>> start Document passage

Re: libc soname conventions [was: libc6_2.0.106-0.1_i386.deb is released]
On Wed, Dec 23, 1998 at 02:18:37PM -0600, Gordon Matzigkeit wrote:
> >>>>> Roland McGrath writes:
> >> I'm now using libc0.2 as the package name, which I agree is
> >> correct.
> RM> Really? Truly? I will defer to the wisdom of those with
> RM> experience with debian, since I have none. But is it really the
> RM> case that debian has no better provision for this for dealing
> RM> with different versions and machine/os builds of the same
> RM> package? That is a serious shortcoming.
> Your points are well-taken.
> The only reason I can think of for why ABIs are not treated as virtual
> packages that others depend on, is that organizing the package
> archives would require more thought. There would have to be
> provisions for packages that have the same names but different sets of
> The current system relies on the fact that the `architecture' field
> completely different than any other kind of dependency. So, we have
> to change the name of the package in order to get real flexibility in
> how dependencies are handled.
Please remember that Debians packaging system was invented for i386 Linux
systems, and later for multiple architectures that means CPUs to run on.
Because different architectures means different CPUs it is indeed true that
packages for one architecture can't run on another architecture (beside
emulation :) Therefore, the current system works well and has no
"shortcoming" in the sense I write above.
However, now that we have a different underlaying OS, the situation changes.
This is a new change, and therefore the infrastructure has to be developed.
Earlier, there was no need for the fine differentiation in architecture.

>> end Document passage

# [Problem set]
A – Repeat the message on libc soname conventions word for word, in full.
B – List each line in the listing that contains the word "covered".
The listing is unrelated to the message on libc soname conventions.

>> start Materials provided

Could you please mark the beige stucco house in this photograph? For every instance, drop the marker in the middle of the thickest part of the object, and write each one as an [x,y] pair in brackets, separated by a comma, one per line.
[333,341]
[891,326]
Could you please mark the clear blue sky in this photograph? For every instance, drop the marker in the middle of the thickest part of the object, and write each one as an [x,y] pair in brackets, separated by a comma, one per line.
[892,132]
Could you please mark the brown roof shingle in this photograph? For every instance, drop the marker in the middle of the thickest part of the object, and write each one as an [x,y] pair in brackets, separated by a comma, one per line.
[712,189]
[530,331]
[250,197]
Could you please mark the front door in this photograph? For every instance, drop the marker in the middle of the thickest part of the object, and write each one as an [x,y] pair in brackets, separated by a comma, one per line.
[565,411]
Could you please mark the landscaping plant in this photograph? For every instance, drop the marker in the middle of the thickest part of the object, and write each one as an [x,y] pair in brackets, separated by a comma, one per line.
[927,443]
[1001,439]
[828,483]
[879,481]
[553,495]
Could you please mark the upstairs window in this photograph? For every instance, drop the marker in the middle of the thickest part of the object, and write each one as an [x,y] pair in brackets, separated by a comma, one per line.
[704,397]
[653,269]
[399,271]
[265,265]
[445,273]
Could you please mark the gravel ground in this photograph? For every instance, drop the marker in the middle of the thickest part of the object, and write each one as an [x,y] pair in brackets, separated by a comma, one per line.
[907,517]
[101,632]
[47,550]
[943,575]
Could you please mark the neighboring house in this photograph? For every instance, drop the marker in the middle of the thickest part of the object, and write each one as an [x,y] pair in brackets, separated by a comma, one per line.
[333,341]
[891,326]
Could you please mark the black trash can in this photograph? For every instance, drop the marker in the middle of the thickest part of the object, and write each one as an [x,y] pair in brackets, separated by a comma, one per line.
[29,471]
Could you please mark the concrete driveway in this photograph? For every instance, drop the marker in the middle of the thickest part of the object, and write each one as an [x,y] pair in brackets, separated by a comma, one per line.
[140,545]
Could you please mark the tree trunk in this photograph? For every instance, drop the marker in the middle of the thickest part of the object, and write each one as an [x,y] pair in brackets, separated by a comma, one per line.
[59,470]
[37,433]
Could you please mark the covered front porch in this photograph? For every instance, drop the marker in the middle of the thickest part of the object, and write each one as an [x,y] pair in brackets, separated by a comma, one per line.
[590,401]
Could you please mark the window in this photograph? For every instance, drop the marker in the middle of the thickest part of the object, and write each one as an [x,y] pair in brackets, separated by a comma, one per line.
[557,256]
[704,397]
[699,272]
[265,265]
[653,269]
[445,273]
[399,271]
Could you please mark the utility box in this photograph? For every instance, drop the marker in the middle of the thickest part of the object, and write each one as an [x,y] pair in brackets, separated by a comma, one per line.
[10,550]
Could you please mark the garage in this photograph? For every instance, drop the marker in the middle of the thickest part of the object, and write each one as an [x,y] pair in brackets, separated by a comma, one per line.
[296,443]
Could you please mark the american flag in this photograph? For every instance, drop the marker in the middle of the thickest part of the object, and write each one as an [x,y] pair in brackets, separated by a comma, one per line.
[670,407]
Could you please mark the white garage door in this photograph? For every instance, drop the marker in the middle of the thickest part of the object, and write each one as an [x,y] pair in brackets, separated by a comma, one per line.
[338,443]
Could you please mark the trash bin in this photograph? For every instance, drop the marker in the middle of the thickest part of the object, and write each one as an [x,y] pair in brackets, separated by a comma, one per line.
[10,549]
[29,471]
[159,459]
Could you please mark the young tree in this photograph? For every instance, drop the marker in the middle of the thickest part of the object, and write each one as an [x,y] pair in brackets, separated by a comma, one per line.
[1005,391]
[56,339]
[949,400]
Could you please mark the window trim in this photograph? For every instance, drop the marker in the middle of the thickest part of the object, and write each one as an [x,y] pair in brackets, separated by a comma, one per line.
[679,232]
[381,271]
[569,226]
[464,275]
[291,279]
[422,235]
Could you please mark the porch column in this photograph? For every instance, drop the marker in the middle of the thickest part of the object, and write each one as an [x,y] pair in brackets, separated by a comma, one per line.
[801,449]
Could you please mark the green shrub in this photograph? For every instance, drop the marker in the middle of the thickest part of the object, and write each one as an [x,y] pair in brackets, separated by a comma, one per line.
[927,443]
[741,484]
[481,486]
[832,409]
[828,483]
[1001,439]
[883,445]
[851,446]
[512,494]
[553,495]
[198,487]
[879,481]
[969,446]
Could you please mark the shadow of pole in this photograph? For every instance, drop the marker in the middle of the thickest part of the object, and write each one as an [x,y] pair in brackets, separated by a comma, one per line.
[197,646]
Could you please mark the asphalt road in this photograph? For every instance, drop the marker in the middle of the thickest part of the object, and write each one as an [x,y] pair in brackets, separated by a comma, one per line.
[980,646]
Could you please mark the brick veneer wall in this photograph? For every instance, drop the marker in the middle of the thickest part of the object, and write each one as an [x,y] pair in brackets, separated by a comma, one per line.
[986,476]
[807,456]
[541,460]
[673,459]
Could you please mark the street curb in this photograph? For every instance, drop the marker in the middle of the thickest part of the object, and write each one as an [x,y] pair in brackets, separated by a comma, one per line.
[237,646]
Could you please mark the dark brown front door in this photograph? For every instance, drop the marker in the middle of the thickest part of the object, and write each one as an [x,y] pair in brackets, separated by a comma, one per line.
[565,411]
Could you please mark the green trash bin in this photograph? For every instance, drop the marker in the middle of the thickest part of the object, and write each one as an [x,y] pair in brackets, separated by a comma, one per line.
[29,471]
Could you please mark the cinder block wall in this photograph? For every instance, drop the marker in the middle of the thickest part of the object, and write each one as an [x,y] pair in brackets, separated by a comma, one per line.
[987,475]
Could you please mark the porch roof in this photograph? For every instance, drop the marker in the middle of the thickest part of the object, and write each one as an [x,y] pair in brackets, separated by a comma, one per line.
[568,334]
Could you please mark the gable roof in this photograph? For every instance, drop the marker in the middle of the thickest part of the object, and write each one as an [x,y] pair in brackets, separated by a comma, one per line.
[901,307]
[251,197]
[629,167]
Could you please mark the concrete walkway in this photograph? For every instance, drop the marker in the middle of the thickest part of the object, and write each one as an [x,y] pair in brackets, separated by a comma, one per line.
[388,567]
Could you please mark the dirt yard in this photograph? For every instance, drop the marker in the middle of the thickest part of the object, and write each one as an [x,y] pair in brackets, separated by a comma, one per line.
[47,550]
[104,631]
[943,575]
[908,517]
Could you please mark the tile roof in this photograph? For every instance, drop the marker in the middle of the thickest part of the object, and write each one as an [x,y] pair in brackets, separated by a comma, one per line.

>> end Materials provided

# [Results of the exercise]
A –
Re: libc soname conventions [was: libc6_2.0.106-0.1_i386.deb is released]
On Wed, Dec 23, 1998 at 02:18:37PM -0600, Gordon Matzigkeit wrote:
> >>>>> Roland McGrath writes:
> >> I'm now using libc0.2 as the package name, which I agree is
> >> correct.
> RM> Really? Truly? I will defer to the wisdom of those with
> RM> experience with debian, since I have none. But is it really the
> RM> case that debian has no better provision for this for dealing
> RM> with different versions and machine/os builds of the same
> RM> package? That is a serious shortcoming.
> Your points are well-taken.
> The only reason I can think of for why ABIs are not treated as virtual
> packages that others depend on, is that organizing the package
> archives would require more thought. There would have to be
> provisions for packages that have the same names but different sets of
> The current system relies on the fact that the `architecture' field
> completely different than any other kind of dependency. So, we have
> to change the name of the package in order to get real flexibility in
> how dependencies are handled.
Please remember that Debians packaging system was invented for i386 Linux
systems, and later for multiple architectures that means CPUs to run on.
Because different architectures means different CPUs it is indeed true that
packages for one architecture can't run on another architecture (beside
emulation :) Therefore, the current system works well and has no
"shortcoming" in the sense I write above.
However, now that we have a different underlaying OS, the situation changes.
This is a new change, and therefore the infrastructure has to be developed.
Earlier, there was no need for the fine differentiation in architecture.

B –
Could you please mark the covered front porch in this photograph? For every instance, drop the marker in the middle of the thickest part of the object, and write each one as an [x,y] pair in brackets, separated by a comma, one per line.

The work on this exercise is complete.